:: YOUR OBJECTIVE ::
Pull out all of the lines below character for character, changing nothing.

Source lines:
--------------------

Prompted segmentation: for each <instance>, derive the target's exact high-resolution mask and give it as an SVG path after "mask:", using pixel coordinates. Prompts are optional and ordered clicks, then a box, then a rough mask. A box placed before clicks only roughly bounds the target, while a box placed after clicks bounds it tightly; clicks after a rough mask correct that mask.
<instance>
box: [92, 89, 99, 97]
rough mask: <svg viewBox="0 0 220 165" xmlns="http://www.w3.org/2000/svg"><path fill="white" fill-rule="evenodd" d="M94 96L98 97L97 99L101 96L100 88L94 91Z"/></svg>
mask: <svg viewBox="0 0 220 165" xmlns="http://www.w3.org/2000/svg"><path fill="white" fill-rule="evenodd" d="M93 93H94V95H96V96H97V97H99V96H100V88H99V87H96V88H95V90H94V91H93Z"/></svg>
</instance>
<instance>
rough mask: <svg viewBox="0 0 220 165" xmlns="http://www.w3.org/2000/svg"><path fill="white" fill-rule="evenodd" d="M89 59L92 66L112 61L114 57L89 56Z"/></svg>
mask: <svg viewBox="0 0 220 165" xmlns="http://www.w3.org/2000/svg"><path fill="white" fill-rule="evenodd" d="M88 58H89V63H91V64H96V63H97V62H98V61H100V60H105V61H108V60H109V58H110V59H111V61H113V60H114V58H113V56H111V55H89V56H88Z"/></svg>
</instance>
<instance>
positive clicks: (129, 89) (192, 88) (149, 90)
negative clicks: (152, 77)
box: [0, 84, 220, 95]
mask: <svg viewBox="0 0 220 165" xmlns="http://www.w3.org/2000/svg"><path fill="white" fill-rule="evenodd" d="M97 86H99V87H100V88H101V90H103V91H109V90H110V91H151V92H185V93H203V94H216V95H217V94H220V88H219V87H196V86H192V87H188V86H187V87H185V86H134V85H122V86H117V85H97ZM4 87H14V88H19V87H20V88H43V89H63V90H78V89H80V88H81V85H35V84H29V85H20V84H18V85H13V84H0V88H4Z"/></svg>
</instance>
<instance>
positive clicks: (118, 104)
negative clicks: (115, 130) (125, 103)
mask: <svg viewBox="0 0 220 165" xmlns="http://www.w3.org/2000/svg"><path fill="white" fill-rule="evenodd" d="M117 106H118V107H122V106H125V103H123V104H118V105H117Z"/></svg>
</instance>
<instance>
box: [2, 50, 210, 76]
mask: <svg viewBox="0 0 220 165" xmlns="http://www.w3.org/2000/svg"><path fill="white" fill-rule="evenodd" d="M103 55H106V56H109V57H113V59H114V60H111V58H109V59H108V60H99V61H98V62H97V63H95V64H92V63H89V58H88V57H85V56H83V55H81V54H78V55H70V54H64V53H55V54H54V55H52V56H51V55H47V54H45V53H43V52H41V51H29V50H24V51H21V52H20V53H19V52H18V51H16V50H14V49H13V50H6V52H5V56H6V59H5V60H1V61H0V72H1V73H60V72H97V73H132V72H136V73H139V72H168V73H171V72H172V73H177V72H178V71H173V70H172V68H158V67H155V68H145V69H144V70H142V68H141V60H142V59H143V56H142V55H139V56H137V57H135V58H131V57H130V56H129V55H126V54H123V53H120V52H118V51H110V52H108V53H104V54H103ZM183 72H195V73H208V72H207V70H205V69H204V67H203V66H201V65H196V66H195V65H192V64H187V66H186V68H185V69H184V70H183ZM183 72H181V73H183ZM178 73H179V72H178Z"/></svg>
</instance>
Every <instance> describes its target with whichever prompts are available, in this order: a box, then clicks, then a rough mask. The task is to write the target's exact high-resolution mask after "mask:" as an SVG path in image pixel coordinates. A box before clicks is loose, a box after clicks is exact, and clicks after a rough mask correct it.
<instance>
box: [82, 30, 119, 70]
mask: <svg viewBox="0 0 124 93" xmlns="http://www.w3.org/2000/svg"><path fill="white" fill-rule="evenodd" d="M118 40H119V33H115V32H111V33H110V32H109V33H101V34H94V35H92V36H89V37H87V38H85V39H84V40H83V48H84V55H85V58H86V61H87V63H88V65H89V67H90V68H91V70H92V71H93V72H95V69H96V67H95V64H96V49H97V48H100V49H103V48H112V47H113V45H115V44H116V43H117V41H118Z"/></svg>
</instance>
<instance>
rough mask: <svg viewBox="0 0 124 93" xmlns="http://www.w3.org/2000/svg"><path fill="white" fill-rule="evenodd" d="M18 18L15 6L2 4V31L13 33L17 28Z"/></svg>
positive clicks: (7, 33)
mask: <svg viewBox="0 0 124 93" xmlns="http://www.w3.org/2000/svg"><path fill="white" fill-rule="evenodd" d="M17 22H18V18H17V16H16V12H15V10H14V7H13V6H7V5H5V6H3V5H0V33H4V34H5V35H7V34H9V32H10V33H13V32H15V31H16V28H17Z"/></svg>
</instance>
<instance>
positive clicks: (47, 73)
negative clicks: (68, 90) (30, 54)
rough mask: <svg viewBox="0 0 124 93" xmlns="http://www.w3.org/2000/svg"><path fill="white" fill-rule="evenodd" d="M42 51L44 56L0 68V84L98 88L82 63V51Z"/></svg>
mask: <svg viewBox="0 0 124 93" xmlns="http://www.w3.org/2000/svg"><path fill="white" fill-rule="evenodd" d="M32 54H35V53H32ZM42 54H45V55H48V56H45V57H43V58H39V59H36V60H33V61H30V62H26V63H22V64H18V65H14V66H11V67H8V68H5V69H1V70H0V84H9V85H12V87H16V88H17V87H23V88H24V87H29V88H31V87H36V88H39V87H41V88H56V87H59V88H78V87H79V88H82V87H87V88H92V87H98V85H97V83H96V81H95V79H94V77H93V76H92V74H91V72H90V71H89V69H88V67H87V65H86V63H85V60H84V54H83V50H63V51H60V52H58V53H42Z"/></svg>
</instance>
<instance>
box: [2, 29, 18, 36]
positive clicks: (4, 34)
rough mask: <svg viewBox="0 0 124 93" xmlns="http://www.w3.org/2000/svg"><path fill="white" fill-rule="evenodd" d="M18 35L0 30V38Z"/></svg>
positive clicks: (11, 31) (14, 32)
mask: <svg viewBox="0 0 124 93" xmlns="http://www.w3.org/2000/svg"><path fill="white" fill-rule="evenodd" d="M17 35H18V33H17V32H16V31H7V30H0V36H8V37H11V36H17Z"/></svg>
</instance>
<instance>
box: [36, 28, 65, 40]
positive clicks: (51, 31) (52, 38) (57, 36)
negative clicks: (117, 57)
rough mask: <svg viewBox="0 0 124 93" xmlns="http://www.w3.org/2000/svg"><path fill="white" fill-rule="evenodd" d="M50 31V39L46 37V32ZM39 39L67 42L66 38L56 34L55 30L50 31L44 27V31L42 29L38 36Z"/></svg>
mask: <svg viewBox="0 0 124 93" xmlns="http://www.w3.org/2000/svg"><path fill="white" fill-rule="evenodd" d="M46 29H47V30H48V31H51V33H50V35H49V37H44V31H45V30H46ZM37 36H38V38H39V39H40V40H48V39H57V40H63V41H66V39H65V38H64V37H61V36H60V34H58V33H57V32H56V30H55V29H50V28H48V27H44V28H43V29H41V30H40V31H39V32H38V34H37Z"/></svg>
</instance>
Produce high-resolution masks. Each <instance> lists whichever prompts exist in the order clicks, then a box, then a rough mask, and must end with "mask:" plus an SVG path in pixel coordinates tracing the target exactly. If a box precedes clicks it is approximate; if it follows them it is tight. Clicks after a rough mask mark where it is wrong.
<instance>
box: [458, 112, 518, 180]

--------------------

:: REPLY TO THE EXERCISE ::
Prompted segmentation: for each <instance>, derive the target's exact high-resolution mask and give it as an SVG path after "mask:", using pixel coordinates. Prompts are optional and ordered clicks, then a box, then a rough mask. A box placed before clicks only roughly bounds the target, while a box placed after clicks bounds it tightly; clicks after a rough mask correct that mask.
<instance>
box: [92, 89, 99, 97]
rough mask: <svg viewBox="0 0 220 165" xmlns="http://www.w3.org/2000/svg"><path fill="white" fill-rule="evenodd" d="M94 96L98 97L97 99L101 96L100 88L94 91Z"/></svg>
mask: <svg viewBox="0 0 220 165" xmlns="http://www.w3.org/2000/svg"><path fill="white" fill-rule="evenodd" d="M93 93H94V95H96V96H97V97H99V96H100V88H99V87H96V88H95V90H94V91H93Z"/></svg>
</instance>
<instance>
rough mask: <svg viewBox="0 0 220 165" xmlns="http://www.w3.org/2000/svg"><path fill="white" fill-rule="evenodd" d="M89 59L92 66L112 61L114 57L89 56Z"/></svg>
mask: <svg viewBox="0 0 220 165" xmlns="http://www.w3.org/2000/svg"><path fill="white" fill-rule="evenodd" d="M88 58H89V63H91V64H96V63H97V62H98V61H100V60H105V61H108V60H109V58H110V59H111V61H113V60H114V58H113V56H111V55H89V56H88Z"/></svg>
</instance>
<instance>
positive clicks: (129, 89) (192, 88) (149, 90)
negative clicks: (152, 77)
box: [0, 84, 220, 95]
mask: <svg viewBox="0 0 220 165" xmlns="http://www.w3.org/2000/svg"><path fill="white" fill-rule="evenodd" d="M97 86H99V87H100V88H101V90H103V91H109V90H110V91H151V92H185V93H203V94H216V95H217V94H220V88H219V87H196V86H192V87H188V86H187V87H185V86H134V85H122V86H117V85H97ZM4 87H14V88H19V87H20V88H43V89H63V90H78V89H80V88H81V85H35V84H29V85H20V84H18V85H13V84H0V88H4Z"/></svg>
</instance>
<instance>
positive clicks: (118, 104)
negative clicks: (115, 130) (125, 103)
mask: <svg viewBox="0 0 220 165" xmlns="http://www.w3.org/2000/svg"><path fill="white" fill-rule="evenodd" d="M117 106H118V107H122V106H125V103H123V104H118V105H117Z"/></svg>
</instance>
<instance>
box: [2, 50, 210, 76]
mask: <svg viewBox="0 0 220 165" xmlns="http://www.w3.org/2000/svg"><path fill="white" fill-rule="evenodd" d="M103 55H106V56H109V57H113V59H114V60H111V58H109V59H108V60H99V61H98V62H97V63H95V64H92V63H89V58H88V57H85V56H83V55H81V54H78V55H70V54H64V53H55V54H54V55H52V56H51V55H47V54H45V53H43V52H41V51H29V50H24V51H21V52H20V53H19V52H18V51H16V50H14V49H13V50H6V52H5V56H6V59H5V60H1V61H0V72H1V73H60V72H97V73H132V72H136V73H139V72H168V73H171V72H172V73H177V72H178V71H173V70H172V68H158V67H155V68H145V69H144V70H142V68H141V60H142V59H143V56H142V55H139V56H137V57H135V58H131V57H130V56H129V55H126V54H123V53H120V52H118V51H110V52H108V53H104V54H103ZM183 72H195V73H208V72H207V70H205V69H204V67H203V66H201V65H196V66H195V65H192V64H187V66H186V68H185V69H184V70H183ZM183 72H181V73H183ZM178 73H179V72H178Z"/></svg>
</instance>
Every <instance> describes its target with whichever prompts are available, in this order: a box, then clicks, then a rough mask. The task is to write the target's exact high-resolution mask after "mask:" as an SVG path in image pixel coordinates. A box before clicks is loose, a box after clicks is exact, and clicks after a rough mask correct it.
<instance>
box: [82, 30, 119, 70]
mask: <svg viewBox="0 0 124 93" xmlns="http://www.w3.org/2000/svg"><path fill="white" fill-rule="evenodd" d="M118 40H119V33H115V32H111V33H110V32H109V33H101V34H94V35H92V36H89V37H87V38H85V39H84V40H83V48H84V55H85V58H86V61H87V63H88V65H89V67H90V68H91V70H92V71H93V72H95V69H96V67H95V64H96V49H97V48H100V49H103V48H112V47H113V45H115V44H116V43H117V41H118Z"/></svg>
</instance>
<instance>
rough mask: <svg viewBox="0 0 124 93" xmlns="http://www.w3.org/2000/svg"><path fill="white" fill-rule="evenodd" d="M18 18L15 6L2 4V31L13 33L17 28Z"/></svg>
positive clicks: (7, 33)
mask: <svg viewBox="0 0 124 93" xmlns="http://www.w3.org/2000/svg"><path fill="white" fill-rule="evenodd" d="M17 22H18V18H17V16H16V12H15V10H14V7H13V6H7V5H5V6H3V5H0V33H4V34H5V35H7V34H9V32H10V33H13V32H15V31H16V28H17Z"/></svg>
</instance>
<instance>
positive clicks: (47, 73)
negative clicks: (68, 90) (30, 54)
rough mask: <svg viewBox="0 0 124 93" xmlns="http://www.w3.org/2000/svg"><path fill="white" fill-rule="evenodd" d="M42 51L44 56L0 68V84L98 88L82 63V51Z"/></svg>
mask: <svg viewBox="0 0 124 93" xmlns="http://www.w3.org/2000/svg"><path fill="white" fill-rule="evenodd" d="M32 54H35V53H32ZM42 54H45V55H48V56H45V57H43V58H39V59H36V60H33V61H30V62H26V63H22V64H18V65H14V66H11V67H8V68H5V69H1V70H0V84H9V85H12V87H16V88H17V87H23V88H24V87H29V88H31V87H36V88H39V87H41V88H56V87H59V88H78V87H79V88H82V87H87V88H92V87H98V85H97V83H96V81H95V79H94V77H93V76H92V74H91V72H90V71H89V69H88V67H87V65H86V63H85V60H84V54H83V50H63V51H60V52H58V53H42Z"/></svg>
</instance>
<instance>
box: [2, 29, 18, 36]
positive clicks: (4, 34)
rough mask: <svg viewBox="0 0 124 93" xmlns="http://www.w3.org/2000/svg"><path fill="white" fill-rule="evenodd" d="M18 35L0 30V38Z"/></svg>
positive clicks: (11, 31) (14, 32)
mask: <svg viewBox="0 0 124 93" xmlns="http://www.w3.org/2000/svg"><path fill="white" fill-rule="evenodd" d="M17 35H18V33H17V32H16V31H7V30H0V36H8V37H11V36H17Z"/></svg>
</instance>
<instance>
box: [36, 28, 65, 40]
positive clicks: (51, 31) (52, 38) (57, 36)
negative clicks: (117, 57)
rough mask: <svg viewBox="0 0 124 93" xmlns="http://www.w3.org/2000/svg"><path fill="white" fill-rule="evenodd" d="M50 31V39L46 37V32ZM39 39L67 42L66 38L56 34L55 30L50 31L44 27V31L42 29L38 36Z"/></svg>
mask: <svg viewBox="0 0 124 93" xmlns="http://www.w3.org/2000/svg"><path fill="white" fill-rule="evenodd" d="M46 29H47V30H48V31H51V33H50V35H49V37H44V31H45V30H46ZM37 36H38V38H39V39H40V40H48V39H57V40H63V41H66V39H65V38H64V37H61V36H60V34H58V33H57V32H56V30H55V29H50V28H48V27H44V28H43V29H41V30H40V31H39V32H38V34H37Z"/></svg>
</instance>
Produce high-resolution masks. Each <instance> lists whichever prompts exist in the order clicks, then a box, then a rough mask, and must end with "mask:" plus an SVG path in pixel coordinates tracing the target exactly. If a box precedes clicks it is approximate; if it follows them it is tight. Clicks after a rough mask mark where it is wrong.
<instance>
box: [458, 112, 518, 180]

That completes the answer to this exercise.